Exercise objective:
Copy out all the entries below word for word, leaving out the pictures.

Items:
=====
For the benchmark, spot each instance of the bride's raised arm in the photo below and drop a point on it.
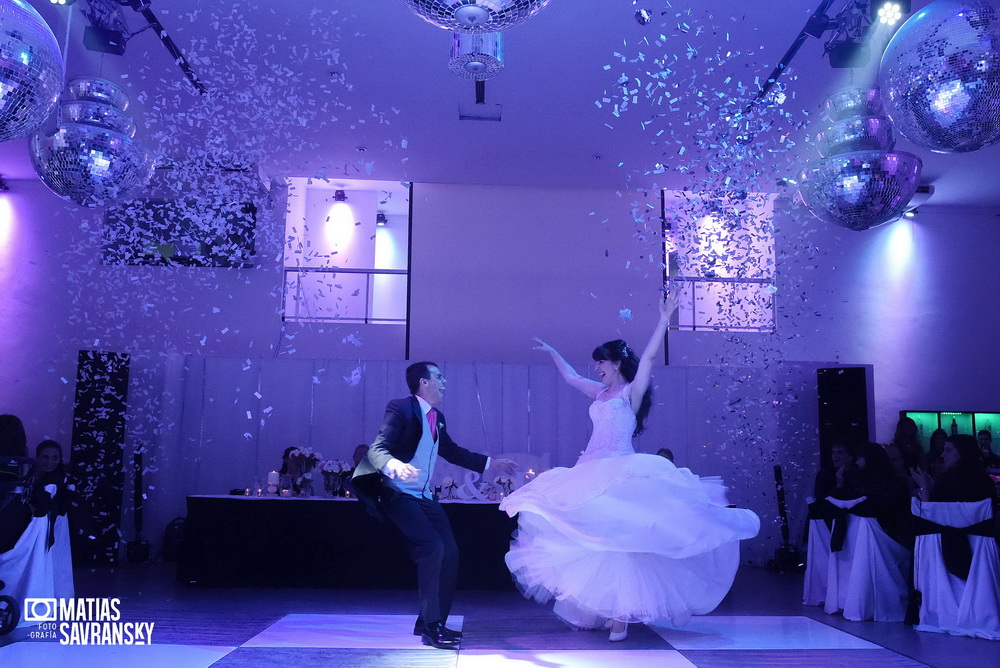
(589, 387)
(668, 304)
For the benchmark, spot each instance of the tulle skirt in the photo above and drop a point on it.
(32, 570)
(631, 538)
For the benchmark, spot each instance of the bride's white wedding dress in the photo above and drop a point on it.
(623, 535)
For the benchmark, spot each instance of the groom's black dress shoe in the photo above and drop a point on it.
(435, 635)
(418, 629)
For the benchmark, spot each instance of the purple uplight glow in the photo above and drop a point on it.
(6, 227)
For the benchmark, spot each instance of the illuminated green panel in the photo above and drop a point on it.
(961, 421)
(988, 421)
(926, 423)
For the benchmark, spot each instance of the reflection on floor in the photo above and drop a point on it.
(761, 623)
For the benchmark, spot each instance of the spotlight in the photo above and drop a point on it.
(889, 12)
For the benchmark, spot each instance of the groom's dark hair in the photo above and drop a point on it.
(415, 372)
=====
The solution:
For the benchmark, spot each instance of the bride's raised arm in the photo below and drop a point on it.
(589, 387)
(668, 304)
For the benchmark, spot each instance of the tulle skirt in the photo above and drop a point on it.
(32, 570)
(631, 538)
For the benchmark, spot each instance of the bride's white wedding dress in the photo above and drop a point on it.
(623, 535)
For the benchmark, spot each instance of the groom's black dress shoe in the photo above and drop a point on it.
(435, 635)
(418, 629)
For the benchmark, spot each instance of the purple uplight glow in the photo above and drop a point on it.
(6, 227)
For the benchmark, spot each instance of the illuminated green panel in the photo above and drop a point on it.
(961, 421)
(988, 421)
(926, 423)
For the benchmark, spot each instance of the reflection on floor in the photo above and drop a point on it.
(761, 623)
For the benchmark, spot each instance of the spotlight in the photo above and drop a point on it.
(889, 12)
For the benchmark, spot each instance of the groom's dark hair in the photo above and drop a point on it.
(415, 372)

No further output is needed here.